• **Source data**
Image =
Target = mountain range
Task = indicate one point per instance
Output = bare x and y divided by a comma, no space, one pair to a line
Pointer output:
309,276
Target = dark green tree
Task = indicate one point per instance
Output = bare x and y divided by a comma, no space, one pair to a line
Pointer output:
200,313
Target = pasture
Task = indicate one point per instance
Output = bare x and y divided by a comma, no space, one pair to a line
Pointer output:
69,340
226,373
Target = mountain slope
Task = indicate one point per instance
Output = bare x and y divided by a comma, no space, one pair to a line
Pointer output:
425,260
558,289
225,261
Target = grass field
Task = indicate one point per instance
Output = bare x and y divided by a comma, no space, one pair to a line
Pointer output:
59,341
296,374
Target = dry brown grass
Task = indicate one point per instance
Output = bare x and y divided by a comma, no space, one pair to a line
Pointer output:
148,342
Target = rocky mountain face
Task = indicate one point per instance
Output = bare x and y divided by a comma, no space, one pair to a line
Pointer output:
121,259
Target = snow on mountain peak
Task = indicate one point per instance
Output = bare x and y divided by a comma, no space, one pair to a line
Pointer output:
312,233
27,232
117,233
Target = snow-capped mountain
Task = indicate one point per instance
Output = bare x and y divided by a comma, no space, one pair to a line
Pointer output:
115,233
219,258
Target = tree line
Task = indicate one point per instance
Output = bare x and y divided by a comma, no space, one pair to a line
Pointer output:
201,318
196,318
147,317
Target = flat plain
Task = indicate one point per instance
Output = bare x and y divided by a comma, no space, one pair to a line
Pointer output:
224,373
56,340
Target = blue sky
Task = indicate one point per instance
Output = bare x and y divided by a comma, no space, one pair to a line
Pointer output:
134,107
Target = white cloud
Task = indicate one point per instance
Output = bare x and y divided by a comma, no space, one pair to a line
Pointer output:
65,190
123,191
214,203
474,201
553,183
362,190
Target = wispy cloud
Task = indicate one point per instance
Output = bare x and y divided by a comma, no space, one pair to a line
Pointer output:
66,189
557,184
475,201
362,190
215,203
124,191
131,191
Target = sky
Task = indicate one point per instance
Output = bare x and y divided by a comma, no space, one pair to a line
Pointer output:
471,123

• **Task prompt**
Give back every line of the material, exactly as written.

• **Task response**
Image =
Target = mountain range
Task = indicate one point per instance
Output = bare x and y divided by a comma, no space, one pair to a line
Pointer output:
309,276
Target = dark green tree
Task = indicate one point per instance
Output = bare x and y divided by a comma, no space, one pair to a line
Pointer output:
200,313
Target = pasture
Task = indicate one point per instance
Output = bare x and y divided by a comma, no space, one pair to a line
Pointer output:
69,340
226,373
Target = mountain slope
Task = indicate one point per instance
Output = bare x and y divided by a comma, no space, one pair to a line
Pointer output:
425,260
558,289
225,261
Target = grass field
Task = indicate one point per instance
Output = bare x and y divided by a comma, no space, one pair to a line
Pointer output:
59,341
296,374
Target = dry brown grass
Task = indicate one point per instance
Output = bare x and y divided by a comma, no space, one pair to a line
Pointer output:
148,342
Target = rocky mountain face
Task = indicate one point per instance
Output = bare x and y divided by a comma, no space, one pair to a line
Pointer output:
121,259
Target = snow on mountain peak
Task = indicate one point per instance
Output = bare x and y divided by a comma, no space, one pair to a line
Pointer output:
312,233
27,232
117,233
Target = snow-capped mountain
Task = indicate one point per instance
Output = bare x and y divided by a comma, no space, one pair to a line
Pointer output:
115,233
219,258
Target = tree line
Task = indicate one point per instance
Output = bare x and y divided by a comma, no space, one pair to a line
Pointer output:
201,318
196,318
147,317
Target = flat plain
Task = indicate one point per instance
Output = bare x and y divided by a comma, no space, one pair to a line
Pointer output:
224,373
56,340
Target = blue sky
Task = indicate one point per instance
Output = bare x and y divided by a comma, no space, one pair to a line
Pointer output:
134,107
Target = white cloud
Task = indicate one point per instance
Output = bare x and y divided by a comma, no space, one pair to a line
Pointer output:
65,190
123,191
214,203
474,201
553,183
362,190
Target = wispy cloud
Task = indicate one point per instance
Output = bare x and y divided by a comma, no space, one pair to a line
Pointer output:
66,189
557,184
475,201
362,190
215,203
124,191
131,191
Target = sky
Task = indicate one point per instance
Output = bare x and y divided by a comma, no space, one pair to a line
Pointer output:
471,123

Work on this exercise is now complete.